Given task >>
List every line of the records below that contains the string "woman", copying each one in full. Case counts, so an uppercase or lowercase difference means no match.

=== Supplied information ===

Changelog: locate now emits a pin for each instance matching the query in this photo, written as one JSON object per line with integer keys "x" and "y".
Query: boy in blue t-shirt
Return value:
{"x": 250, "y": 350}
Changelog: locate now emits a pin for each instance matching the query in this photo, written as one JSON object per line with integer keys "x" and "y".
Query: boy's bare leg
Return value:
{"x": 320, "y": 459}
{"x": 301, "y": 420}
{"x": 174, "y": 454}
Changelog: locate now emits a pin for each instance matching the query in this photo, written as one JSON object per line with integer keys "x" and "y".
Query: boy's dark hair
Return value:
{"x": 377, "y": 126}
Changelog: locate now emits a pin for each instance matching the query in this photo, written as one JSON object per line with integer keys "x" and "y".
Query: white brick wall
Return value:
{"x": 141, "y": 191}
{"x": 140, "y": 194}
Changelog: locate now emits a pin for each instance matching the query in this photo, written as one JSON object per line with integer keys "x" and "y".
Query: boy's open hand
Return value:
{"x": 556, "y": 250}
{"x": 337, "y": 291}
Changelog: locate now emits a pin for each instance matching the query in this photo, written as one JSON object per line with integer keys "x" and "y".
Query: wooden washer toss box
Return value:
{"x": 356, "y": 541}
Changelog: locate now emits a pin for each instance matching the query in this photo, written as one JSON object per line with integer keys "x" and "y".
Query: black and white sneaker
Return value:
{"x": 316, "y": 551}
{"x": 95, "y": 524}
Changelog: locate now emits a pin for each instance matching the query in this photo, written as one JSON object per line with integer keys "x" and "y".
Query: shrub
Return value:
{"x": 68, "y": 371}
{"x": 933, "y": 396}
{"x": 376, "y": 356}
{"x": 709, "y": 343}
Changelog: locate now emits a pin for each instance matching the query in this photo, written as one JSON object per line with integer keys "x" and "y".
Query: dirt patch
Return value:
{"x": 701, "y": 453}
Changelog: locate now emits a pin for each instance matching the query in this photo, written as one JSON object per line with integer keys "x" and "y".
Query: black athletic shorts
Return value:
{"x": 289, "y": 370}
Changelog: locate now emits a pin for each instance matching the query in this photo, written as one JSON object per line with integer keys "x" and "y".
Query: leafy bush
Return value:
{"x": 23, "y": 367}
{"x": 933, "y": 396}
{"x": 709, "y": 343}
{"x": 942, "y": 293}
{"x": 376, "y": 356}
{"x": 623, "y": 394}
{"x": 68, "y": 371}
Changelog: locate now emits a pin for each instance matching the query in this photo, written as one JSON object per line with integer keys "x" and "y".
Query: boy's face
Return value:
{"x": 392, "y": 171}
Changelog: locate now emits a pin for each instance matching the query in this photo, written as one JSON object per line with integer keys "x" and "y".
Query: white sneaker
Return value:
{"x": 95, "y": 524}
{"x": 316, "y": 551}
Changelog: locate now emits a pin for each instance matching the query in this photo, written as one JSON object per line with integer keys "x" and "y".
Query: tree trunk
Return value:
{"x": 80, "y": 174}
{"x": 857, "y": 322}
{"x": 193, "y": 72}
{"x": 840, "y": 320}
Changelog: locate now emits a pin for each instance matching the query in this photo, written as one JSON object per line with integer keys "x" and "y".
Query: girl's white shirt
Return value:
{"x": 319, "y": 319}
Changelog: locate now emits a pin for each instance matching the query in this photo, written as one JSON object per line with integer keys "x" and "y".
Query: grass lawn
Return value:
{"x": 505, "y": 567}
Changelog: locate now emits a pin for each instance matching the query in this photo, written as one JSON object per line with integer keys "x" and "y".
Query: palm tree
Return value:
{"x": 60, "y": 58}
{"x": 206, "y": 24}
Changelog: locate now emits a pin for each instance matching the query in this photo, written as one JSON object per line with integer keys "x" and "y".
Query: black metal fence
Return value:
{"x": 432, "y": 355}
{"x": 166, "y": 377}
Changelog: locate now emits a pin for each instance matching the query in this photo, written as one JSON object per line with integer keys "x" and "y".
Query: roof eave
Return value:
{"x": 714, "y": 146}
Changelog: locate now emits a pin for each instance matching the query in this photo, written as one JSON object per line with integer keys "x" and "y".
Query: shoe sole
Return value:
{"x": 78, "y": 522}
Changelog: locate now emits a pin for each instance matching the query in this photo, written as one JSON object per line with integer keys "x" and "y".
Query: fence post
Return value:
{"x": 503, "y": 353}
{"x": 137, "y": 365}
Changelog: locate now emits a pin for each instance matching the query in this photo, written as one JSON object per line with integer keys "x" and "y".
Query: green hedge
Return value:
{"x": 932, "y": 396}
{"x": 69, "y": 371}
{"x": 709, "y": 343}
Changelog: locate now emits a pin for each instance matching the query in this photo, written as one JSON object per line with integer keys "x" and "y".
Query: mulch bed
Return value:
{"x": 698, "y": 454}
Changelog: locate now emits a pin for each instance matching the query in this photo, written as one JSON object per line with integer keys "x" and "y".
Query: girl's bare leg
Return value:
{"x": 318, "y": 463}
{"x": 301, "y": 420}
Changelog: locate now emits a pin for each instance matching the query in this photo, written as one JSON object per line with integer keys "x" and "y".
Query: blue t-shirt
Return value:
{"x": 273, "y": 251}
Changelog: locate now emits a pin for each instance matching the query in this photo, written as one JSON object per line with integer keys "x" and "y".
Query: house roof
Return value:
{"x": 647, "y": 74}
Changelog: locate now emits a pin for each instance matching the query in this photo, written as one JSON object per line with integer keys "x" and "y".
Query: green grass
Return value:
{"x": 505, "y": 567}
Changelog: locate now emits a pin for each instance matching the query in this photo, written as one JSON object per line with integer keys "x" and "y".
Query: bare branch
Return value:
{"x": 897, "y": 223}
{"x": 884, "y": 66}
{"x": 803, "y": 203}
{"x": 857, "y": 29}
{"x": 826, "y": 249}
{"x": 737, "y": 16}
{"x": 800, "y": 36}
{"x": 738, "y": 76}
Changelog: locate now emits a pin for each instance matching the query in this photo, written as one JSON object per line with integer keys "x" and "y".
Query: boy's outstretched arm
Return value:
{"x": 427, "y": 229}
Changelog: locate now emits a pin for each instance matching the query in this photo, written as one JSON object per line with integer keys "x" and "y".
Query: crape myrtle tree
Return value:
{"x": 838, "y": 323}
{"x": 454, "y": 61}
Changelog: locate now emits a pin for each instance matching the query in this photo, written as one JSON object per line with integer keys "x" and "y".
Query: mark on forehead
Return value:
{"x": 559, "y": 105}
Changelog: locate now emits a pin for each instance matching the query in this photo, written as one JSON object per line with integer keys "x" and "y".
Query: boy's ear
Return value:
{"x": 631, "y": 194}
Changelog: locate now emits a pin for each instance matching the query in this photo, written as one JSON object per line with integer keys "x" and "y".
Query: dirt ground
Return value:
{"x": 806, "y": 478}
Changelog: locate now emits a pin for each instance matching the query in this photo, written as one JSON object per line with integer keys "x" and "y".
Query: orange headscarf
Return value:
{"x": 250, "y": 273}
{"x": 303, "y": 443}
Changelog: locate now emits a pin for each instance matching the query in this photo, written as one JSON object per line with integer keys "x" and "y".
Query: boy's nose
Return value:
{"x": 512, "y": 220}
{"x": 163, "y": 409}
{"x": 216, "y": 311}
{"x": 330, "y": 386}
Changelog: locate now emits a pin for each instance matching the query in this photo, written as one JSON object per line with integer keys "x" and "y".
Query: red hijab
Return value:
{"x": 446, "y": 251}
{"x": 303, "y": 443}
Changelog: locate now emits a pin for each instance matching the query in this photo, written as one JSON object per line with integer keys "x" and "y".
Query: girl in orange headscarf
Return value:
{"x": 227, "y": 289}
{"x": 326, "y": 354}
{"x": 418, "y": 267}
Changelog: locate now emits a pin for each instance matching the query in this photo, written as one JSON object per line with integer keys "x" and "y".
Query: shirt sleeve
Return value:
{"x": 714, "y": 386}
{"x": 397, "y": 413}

===
=== Supplied information ===

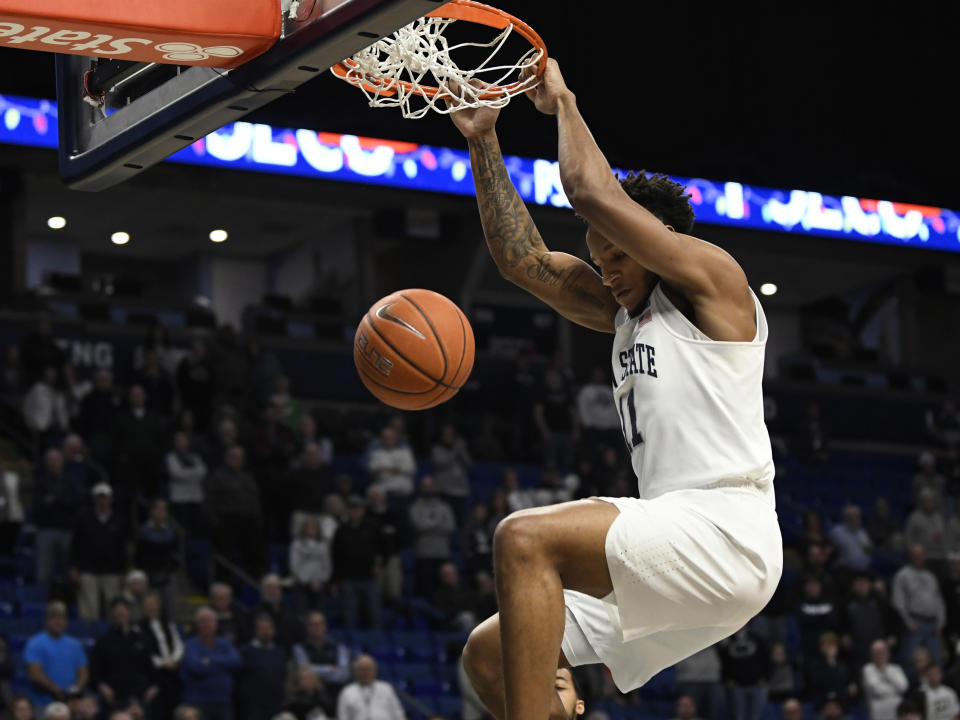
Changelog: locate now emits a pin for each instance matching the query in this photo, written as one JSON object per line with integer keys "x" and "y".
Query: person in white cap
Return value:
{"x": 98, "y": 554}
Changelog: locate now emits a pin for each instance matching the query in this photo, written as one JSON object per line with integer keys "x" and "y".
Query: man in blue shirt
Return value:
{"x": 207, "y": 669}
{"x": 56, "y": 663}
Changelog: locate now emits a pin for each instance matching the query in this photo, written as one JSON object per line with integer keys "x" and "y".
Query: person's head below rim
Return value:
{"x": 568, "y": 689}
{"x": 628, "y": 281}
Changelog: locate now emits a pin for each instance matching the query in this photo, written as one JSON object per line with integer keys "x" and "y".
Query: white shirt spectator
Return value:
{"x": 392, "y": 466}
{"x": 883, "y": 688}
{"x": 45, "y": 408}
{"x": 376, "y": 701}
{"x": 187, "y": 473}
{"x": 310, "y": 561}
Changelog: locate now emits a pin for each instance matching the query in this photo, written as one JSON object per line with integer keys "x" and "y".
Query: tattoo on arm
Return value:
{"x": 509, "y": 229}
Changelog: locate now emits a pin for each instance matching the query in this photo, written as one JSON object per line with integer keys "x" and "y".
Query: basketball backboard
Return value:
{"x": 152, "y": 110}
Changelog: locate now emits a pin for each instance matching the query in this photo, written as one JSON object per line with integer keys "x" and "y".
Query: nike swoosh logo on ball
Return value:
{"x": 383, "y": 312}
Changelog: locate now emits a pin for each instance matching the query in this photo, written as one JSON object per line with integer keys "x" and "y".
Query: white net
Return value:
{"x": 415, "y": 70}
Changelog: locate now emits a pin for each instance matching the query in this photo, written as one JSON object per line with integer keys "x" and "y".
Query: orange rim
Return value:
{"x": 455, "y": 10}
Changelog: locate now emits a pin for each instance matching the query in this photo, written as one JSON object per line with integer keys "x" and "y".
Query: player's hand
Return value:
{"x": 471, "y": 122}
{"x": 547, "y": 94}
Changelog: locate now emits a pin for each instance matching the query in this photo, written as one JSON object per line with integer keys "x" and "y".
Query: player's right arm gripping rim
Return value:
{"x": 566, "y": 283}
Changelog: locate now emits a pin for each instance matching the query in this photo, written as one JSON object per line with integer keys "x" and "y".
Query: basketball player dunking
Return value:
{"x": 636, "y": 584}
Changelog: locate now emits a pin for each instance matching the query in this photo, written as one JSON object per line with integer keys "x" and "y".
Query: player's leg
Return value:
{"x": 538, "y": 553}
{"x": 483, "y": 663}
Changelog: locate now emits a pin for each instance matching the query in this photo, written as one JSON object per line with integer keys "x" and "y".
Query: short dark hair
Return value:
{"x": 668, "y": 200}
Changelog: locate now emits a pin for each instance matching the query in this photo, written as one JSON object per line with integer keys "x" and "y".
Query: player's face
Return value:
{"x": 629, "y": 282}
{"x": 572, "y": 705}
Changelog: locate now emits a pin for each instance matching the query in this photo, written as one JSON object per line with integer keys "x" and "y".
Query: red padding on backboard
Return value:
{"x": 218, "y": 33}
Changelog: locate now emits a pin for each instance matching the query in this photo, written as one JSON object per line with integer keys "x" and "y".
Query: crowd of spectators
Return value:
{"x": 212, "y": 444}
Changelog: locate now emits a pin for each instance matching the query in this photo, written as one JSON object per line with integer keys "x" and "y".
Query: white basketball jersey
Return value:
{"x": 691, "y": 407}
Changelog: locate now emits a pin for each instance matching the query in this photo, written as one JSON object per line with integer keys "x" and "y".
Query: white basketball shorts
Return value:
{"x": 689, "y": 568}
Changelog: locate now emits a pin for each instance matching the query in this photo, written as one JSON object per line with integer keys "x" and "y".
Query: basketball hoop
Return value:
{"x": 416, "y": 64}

===
=== Supplied information ===

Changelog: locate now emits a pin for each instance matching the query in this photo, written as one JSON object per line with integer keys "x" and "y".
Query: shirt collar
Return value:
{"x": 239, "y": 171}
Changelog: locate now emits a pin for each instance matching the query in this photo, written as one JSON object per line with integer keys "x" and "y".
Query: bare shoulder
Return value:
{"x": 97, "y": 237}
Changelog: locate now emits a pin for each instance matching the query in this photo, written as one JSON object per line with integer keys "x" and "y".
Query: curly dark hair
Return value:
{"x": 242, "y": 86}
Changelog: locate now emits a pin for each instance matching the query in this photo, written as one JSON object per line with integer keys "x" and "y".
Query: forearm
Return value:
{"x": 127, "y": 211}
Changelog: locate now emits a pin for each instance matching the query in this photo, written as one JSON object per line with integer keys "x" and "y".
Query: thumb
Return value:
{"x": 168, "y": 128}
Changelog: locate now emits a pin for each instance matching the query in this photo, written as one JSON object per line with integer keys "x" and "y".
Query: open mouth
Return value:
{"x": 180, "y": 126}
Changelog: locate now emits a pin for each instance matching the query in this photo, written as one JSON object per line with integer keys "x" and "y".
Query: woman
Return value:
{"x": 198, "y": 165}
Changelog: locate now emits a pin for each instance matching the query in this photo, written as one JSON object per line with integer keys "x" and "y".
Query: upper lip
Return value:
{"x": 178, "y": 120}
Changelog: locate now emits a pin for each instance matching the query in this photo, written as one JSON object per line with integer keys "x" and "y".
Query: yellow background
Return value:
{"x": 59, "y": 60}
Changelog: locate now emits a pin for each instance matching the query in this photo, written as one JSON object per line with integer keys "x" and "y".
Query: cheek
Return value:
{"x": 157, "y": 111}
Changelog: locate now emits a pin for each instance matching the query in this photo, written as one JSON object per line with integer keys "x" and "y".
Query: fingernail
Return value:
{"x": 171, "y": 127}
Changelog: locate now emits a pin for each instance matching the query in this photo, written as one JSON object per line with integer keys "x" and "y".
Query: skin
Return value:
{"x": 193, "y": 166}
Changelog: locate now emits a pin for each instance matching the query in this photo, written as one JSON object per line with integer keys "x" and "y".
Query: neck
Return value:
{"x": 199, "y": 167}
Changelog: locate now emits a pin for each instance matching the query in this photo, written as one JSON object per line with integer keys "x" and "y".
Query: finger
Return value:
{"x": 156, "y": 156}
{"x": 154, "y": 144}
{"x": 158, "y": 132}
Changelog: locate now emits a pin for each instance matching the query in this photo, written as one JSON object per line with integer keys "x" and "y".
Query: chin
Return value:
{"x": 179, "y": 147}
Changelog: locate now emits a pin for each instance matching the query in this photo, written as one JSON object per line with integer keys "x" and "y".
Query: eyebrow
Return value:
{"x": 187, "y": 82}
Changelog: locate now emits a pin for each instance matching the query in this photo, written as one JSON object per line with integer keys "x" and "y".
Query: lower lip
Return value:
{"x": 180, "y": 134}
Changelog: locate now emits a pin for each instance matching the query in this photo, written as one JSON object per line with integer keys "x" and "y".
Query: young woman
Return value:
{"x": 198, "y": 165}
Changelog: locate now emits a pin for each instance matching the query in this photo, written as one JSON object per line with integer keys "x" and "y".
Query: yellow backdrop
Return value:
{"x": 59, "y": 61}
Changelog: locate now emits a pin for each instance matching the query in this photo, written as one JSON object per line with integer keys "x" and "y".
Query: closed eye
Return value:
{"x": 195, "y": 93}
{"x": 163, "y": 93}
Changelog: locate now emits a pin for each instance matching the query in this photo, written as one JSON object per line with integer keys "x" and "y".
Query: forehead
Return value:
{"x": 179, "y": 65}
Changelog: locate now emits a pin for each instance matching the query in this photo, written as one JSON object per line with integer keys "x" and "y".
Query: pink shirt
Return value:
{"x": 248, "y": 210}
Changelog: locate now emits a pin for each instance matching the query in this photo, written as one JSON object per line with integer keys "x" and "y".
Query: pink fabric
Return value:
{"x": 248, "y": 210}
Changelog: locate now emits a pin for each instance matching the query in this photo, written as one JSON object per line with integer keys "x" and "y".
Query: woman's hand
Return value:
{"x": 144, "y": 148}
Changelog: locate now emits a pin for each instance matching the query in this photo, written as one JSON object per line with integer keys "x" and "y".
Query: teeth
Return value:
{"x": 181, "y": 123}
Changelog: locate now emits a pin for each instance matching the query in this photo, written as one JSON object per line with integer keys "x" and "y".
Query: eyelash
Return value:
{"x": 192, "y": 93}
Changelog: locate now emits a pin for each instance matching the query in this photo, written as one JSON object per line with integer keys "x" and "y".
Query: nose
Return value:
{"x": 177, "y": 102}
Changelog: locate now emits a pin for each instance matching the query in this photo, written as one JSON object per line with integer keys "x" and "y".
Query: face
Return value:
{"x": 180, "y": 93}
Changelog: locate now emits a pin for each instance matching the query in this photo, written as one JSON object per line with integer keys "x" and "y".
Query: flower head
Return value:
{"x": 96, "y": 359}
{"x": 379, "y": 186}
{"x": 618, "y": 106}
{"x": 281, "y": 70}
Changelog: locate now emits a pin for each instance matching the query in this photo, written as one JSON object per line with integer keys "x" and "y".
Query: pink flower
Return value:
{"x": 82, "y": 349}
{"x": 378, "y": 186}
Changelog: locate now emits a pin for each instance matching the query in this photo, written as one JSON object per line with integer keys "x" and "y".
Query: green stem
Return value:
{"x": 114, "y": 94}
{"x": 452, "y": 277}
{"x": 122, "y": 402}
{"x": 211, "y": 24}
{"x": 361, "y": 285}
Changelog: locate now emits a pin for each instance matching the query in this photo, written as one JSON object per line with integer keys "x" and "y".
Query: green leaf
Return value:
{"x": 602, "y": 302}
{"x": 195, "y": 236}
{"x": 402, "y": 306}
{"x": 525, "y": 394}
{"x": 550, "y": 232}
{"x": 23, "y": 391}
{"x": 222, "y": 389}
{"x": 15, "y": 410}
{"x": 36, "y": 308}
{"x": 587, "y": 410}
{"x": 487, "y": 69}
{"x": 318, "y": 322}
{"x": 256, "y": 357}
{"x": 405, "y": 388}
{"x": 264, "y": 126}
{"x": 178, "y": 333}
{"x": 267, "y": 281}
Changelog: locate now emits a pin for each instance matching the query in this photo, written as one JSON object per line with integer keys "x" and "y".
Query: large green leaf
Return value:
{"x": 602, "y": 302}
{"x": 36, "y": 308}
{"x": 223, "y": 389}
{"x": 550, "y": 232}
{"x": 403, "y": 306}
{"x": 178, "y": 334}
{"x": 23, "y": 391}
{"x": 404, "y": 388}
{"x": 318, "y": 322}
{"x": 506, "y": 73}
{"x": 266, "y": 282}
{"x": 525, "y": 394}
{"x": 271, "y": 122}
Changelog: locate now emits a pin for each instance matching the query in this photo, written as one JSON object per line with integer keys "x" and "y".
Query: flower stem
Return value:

===

Correct answer >>
Query: woman
Query: young woman
Query: woman's hand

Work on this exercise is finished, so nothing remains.